- DESCRIPTION OF THE TASK -
Put the rows below into a Markdown table with the columns Row and Line, skipping blank lines. Row holds the running count and Line holds the text.

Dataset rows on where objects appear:
┄┄┄┄┄┄┄┄┄┄┄┄┄┄┄┄┄┄┄┄
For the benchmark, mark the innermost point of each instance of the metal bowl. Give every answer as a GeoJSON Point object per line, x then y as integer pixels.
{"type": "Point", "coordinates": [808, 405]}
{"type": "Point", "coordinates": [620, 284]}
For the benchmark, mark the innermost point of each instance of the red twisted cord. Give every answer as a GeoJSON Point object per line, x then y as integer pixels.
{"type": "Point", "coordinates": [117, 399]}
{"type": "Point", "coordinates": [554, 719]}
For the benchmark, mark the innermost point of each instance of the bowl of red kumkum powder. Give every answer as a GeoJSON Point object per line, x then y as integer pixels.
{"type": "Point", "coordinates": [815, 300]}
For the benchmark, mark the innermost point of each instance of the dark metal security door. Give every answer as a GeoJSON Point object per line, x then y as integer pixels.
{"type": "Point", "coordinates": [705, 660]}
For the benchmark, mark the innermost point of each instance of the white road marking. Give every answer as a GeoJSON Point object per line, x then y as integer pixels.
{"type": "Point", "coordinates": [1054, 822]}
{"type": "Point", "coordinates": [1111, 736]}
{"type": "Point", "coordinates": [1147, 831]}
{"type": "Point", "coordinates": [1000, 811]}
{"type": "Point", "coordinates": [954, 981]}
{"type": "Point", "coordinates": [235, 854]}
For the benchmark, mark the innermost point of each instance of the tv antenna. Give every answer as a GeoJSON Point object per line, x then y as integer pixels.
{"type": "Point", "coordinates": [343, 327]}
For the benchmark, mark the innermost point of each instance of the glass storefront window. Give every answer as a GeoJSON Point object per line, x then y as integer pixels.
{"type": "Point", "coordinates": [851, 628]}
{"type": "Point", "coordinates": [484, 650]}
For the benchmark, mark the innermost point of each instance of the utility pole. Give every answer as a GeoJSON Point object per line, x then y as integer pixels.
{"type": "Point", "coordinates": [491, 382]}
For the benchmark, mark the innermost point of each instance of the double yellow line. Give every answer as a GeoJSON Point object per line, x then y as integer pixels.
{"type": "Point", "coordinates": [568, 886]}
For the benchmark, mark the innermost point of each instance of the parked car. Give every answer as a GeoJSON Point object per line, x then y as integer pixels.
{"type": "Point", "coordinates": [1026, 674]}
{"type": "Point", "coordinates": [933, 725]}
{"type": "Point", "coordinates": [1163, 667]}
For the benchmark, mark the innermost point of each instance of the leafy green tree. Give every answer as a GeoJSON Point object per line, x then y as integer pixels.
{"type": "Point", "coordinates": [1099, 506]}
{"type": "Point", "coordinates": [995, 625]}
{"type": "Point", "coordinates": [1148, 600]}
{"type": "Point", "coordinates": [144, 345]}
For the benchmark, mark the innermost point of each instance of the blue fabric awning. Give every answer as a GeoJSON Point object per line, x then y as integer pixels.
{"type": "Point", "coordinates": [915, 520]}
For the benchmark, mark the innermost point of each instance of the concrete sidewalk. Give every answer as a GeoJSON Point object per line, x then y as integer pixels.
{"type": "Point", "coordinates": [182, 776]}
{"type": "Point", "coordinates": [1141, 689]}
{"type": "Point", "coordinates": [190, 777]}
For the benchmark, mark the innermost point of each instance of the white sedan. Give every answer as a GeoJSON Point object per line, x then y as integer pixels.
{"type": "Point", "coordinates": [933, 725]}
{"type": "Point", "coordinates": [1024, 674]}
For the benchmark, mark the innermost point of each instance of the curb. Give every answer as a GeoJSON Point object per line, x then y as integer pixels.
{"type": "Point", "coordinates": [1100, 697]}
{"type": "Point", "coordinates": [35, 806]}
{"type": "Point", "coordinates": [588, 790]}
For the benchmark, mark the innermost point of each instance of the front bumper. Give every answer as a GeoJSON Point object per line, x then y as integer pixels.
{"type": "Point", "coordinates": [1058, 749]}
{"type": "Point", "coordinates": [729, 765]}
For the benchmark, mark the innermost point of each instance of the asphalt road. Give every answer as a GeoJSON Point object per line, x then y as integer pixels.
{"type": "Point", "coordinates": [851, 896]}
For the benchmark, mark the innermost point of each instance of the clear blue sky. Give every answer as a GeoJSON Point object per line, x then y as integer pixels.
┄┄┄┄┄┄┄┄┄┄┄┄┄┄┄┄┄┄┄┄
- TASK RESPONSE -
| Row | Line |
|---|---|
| 1 | For the benchmark, mark the innermost point of each instance of the metal bowl. Give every answer as a GeoJSON Point object per line, x then y as integer pixels. |
| 2 | {"type": "Point", "coordinates": [808, 405]} |
| 3 | {"type": "Point", "coordinates": [620, 284]} |
| 4 | For the benchmark, mark the innermost point of each instance of the red twisted cord. Give every answer as a GeoJSON Point object per line, x then y as integer pixels. |
| 5 | {"type": "Point", "coordinates": [117, 399]} |
| 6 | {"type": "Point", "coordinates": [554, 719]} |
| 7 | For the benchmark, mark the innermost point of each instance of the bowl of red kumkum powder. Give every answer as a GeoJSON Point object per line, x then y as integer pixels. |
| 8 | {"type": "Point", "coordinates": [815, 300]} |
| 9 | For the benchmark, mark the innermost point of each instance of the dark metal security door. Give every answer as a GeoJSON Point object per line, x then y as integer pixels. |
| 10 | {"type": "Point", "coordinates": [705, 660]} |
| 11 | For the benchmark, mark the innermost point of each instance of the white road marking. Give every answer as a GeoJSON Point object per line, x then y as integer pixels. |
| 12 | {"type": "Point", "coordinates": [1054, 822]} |
| 13 | {"type": "Point", "coordinates": [1111, 736]} |
| 14 | {"type": "Point", "coordinates": [1147, 831]} |
| 15 | {"type": "Point", "coordinates": [1000, 811]} |
| 16 | {"type": "Point", "coordinates": [954, 981]} |
| 17 | {"type": "Point", "coordinates": [235, 854]} |
| 18 | For the benchmark, mark the innermost point of each instance of the tv antenna. Give every answer as a GeoJSON Point object per line, x then y as integer pixels. |
| 19 | {"type": "Point", "coordinates": [343, 327]} |
| 20 | For the benchmark, mark the innermost point of each instance of the glass storefront window. Give every answer as a GeoJSON Point object per line, x then y as integer pixels. |
| 21 | {"type": "Point", "coordinates": [851, 628]} |
| 22 | {"type": "Point", "coordinates": [484, 650]} |
| 23 | For the benchmark, mark the innermost point of each instance of the utility pole. Give every answer as a GeoJSON Point object per line, x then y as integer pixels. |
| 24 | {"type": "Point", "coordinates": [491, 382]} |
| 25 | For the benchmark, mark the innermost point of each instance of the double yellow line. Give every answer as a GeoJSON Point object per line, x then y as integer pixels. |
| 26 | {"type": "Point", "coordinates": [568, 886]} |
| 27 | For the benchmark, mark the innermost point of each instance of the parked car. Give every answer as a GeoJSON Point object per line, x then y as integer pixels. |
| 28 | {"type": "Point", "coordinates": [1026, 674]} |
| 29 | {"type": "Point", "coordinates": [933, 725]} |
| 30 | {"type": "Point", "coordinates": [1163, 667]} |
| 31 | For the benchmark, mark the innermost point of each instance of the leafy green tree. Give every answer as a GeoJSON Point object per line, x then y as integer pixels. |
| 32 | {"type": "Point", "coordinates": [1099, 506]} |
| 33 | {"type": "Point", "coordinates": [995, 625]} |
| 34 | {"type": "Point", "coordinates": [1148, 600]} |
| 35 | {"type": "Point", "coordinates": [144, 345]} |
| 36 | For the benchmark, mark the innermost point of each instance of the blue fabric awning. Give every answer as a GeoJSON Point object per line, x then y as integer pixels. |
| 37 | {"type": "Point", "coordinates": [915, 520]} |
| 38 | For the benchmark, mark the innermost point of each instance of the concrete sidewalk. Give every answer as a GeoJSON Point object per line, x then y as integer pixels. |
| 39 | {"type": "Point", "coordinates": [182, 776]} |
| 40 | {"type": "Point", "coordinates": [1141, 689]} |
| 41 | {"type": "Point", "coordinates": [190, 777]} |
| 42 | For the benchmark, mark the innermost point of each instance of the white sedan. Give every answer as a GeoJSON Point object per line, x then y as integer pixels. |
| 43 | {"type": "Point", "coordinates": [933, 725]} |
| 44 | {"type": "Point", "coordinates": [1024, 674]} |
| 45 | For the benchmark, mark the innermost point of each instance of the curb. Give every answer as a GeoJSON Point object per line, x then y as integer pixels. |
| 46 | {"type": "Point", "coordinates": [1100, 697]} |
| 47 | {"type": "Point", "coordinates": [35, 806]} |
| 48 | {"type": "Point", "coordinates": [588, 790]} |
| 49 | For the benchmark, mark the innermost point of each instance of the front bumper. Give every answer as a GeoJSON Point object per line, x then y as integer pixels. |
| 50 | {"type": "Point", "coordinates": [1058, 749]} |
| 51 | {"type": "Point", "coordinates": [729, 765]} |
| 52 | For the benchmark, mark the innermost point of each instance of the asphalt road. Give every answer as a GeoJSON Point object per line, x then y as integer pixels. |
| 53 | {"type": "Point", "coordinates": [851, 896]} |
| 54 | For the benchmark, mark the innermost point of each instance of the clear blue sky. Give every answer as a GeoJSON Point object per line, x then y as integer pixels. |